Return the records below verbatim, beginning with their first line and stopping after the line that contains "[429,271,726,819]". Omit the pictures from your answer.
=======
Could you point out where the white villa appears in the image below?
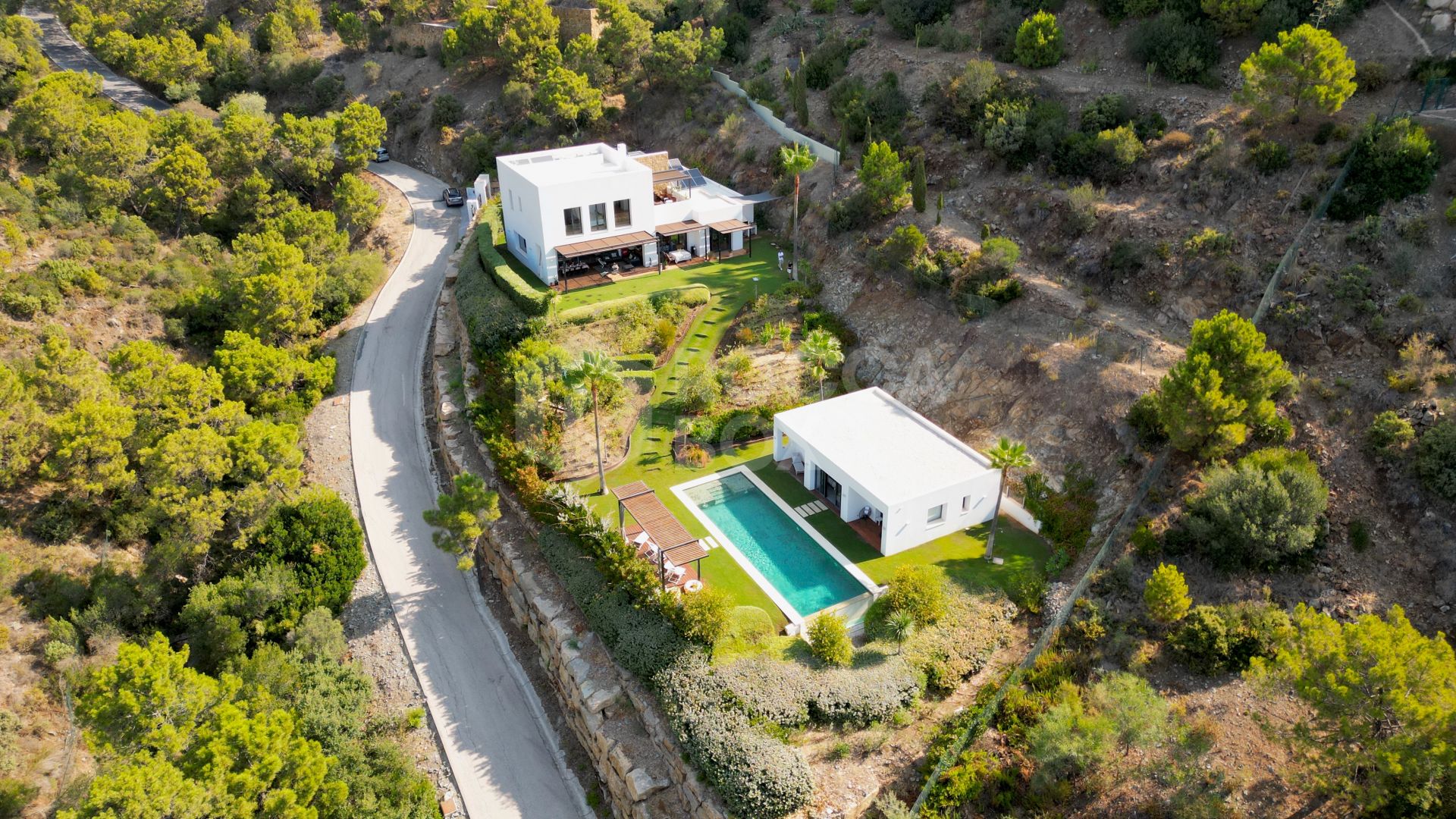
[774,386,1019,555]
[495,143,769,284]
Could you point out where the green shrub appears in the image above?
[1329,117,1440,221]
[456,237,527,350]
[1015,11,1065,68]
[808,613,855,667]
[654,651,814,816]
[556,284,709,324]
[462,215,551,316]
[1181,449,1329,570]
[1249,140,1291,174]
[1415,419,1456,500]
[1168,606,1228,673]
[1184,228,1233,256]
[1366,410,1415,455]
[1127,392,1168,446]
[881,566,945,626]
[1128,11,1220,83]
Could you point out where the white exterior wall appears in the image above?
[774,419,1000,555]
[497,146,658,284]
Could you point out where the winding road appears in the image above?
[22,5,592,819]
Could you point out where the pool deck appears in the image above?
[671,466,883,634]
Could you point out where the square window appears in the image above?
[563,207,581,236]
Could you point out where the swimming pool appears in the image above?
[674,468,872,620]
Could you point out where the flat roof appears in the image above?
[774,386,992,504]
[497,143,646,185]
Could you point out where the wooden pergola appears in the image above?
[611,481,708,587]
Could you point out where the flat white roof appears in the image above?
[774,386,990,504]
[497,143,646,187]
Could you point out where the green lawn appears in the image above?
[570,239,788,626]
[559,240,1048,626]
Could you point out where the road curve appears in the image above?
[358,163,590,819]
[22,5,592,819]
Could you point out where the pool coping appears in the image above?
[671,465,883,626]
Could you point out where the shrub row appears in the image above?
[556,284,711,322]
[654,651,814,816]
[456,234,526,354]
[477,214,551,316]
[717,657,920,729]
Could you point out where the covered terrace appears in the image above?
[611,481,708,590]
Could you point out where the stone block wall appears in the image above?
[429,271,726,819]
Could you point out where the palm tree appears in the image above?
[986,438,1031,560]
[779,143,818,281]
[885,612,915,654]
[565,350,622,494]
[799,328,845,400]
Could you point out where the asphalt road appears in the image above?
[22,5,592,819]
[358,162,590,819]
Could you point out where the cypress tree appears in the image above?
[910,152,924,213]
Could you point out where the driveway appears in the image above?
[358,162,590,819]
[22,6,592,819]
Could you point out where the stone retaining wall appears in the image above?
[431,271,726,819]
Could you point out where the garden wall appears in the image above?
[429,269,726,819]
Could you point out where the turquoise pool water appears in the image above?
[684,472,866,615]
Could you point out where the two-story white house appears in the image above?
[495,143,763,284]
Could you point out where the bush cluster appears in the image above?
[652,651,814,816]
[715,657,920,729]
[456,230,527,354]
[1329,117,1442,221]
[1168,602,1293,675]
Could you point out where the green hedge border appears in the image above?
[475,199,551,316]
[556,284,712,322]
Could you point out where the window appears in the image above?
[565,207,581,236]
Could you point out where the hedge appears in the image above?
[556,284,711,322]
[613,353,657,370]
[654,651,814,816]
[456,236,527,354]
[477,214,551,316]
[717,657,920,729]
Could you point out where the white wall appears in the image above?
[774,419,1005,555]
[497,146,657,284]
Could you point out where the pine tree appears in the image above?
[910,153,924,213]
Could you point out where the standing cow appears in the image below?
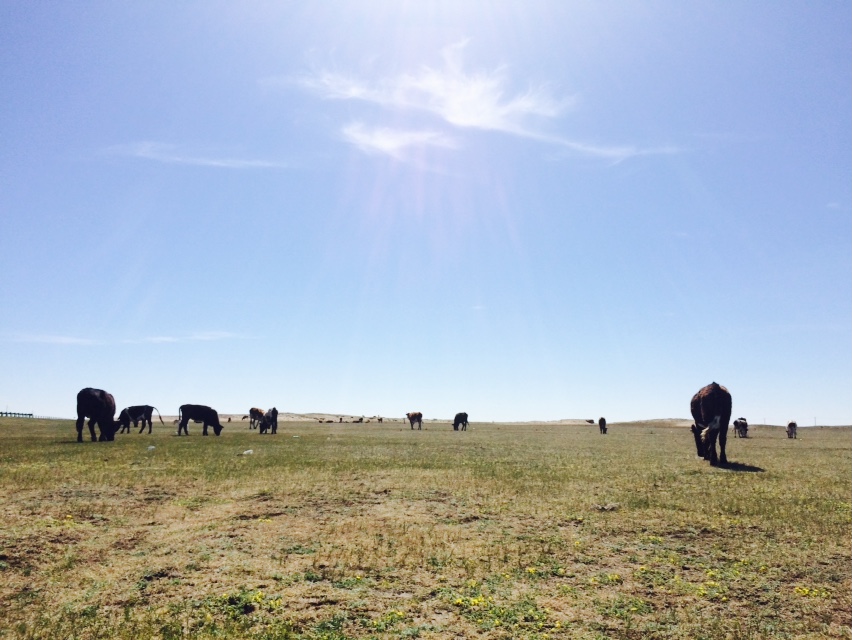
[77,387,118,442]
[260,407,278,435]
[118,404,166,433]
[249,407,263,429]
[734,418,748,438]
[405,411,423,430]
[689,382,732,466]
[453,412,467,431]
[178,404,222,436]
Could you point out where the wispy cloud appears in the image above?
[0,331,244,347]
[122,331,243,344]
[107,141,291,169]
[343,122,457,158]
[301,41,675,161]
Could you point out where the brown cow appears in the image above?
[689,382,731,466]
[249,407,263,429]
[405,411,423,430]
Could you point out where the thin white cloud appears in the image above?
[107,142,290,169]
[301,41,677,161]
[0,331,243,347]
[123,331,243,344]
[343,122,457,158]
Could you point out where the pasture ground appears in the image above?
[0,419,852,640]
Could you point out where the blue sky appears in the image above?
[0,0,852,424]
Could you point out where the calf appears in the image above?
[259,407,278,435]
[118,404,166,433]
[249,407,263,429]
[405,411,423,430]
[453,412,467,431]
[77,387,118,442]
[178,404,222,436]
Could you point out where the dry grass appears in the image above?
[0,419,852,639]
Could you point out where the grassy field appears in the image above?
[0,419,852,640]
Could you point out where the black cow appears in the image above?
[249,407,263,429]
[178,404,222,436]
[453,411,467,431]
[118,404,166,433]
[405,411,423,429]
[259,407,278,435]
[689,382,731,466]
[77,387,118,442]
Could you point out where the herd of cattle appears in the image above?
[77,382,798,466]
=======
▸ **Expected answer**:
Could you point out where the white villa appears in the image below?
[774,386,1019,555]
[495,143,769,284]
Could you point out where the green shrub appears in the image above?
[1329,117,1440,221]
[456,237,527,350]
[1015,11,1065,68]
[808,613,855,667]
[654,651,814,816]
[556,284,709,324]
[462,215,551,316]
[1181,449,1329,570]
[1249,140,1291,174]
[1415,419,1456,500]
[1168,606,1228,673]
[1184,228,1233,256]
[1366,410,1415,455]
[1127,392,1168,446]
[881,566,945,626]
[1128,11,1220,83]
Could you point out where the white exterior wall appears in the image above?
[774,419,1000,555]
[497,146,658,284]
Could you point out where the winding road appears in the image above?
[22,5,592,819]
Could you point out where the pool deck appears in the image above?
[671,466,883,634]
Could you point out where the square window appears in the image above?
[563,207,581,236]
Could you point out where the swimming pool appears in the image above?
[674,468,872,620]
Could you point out where the flat roof appears in the image above?
[774,386,992,504]
[497,143,646,185]
Could you point out where the wooden pergola appears in the image above?
[611,481,708,587]
Could you point out where the flat white roof appears in the image above?
[774,386,990,504]
[497,143,646,187]
Could you point out where the green lawn appears in the image above?
[570,239,788,626]
[559,240,1048,626]
Could you point out where the road curve appears in the image above?
[358,163,590,819]
[22,5,592,819]
Could you point out where the pool coping appears in the image above?
[671,465,883,626]
Could you point out where the shrub row appears in the image above?
[556,284,711,322]
[654,651,814,816]
[456,234,526,354]
[477,214,551,316]
[717,657,920,729]
Could you point out where the covered terrace appears in the image above?
[611,481,708,590]
Could you point out where the stone block wall appears in the image above?
[429,271,726,819]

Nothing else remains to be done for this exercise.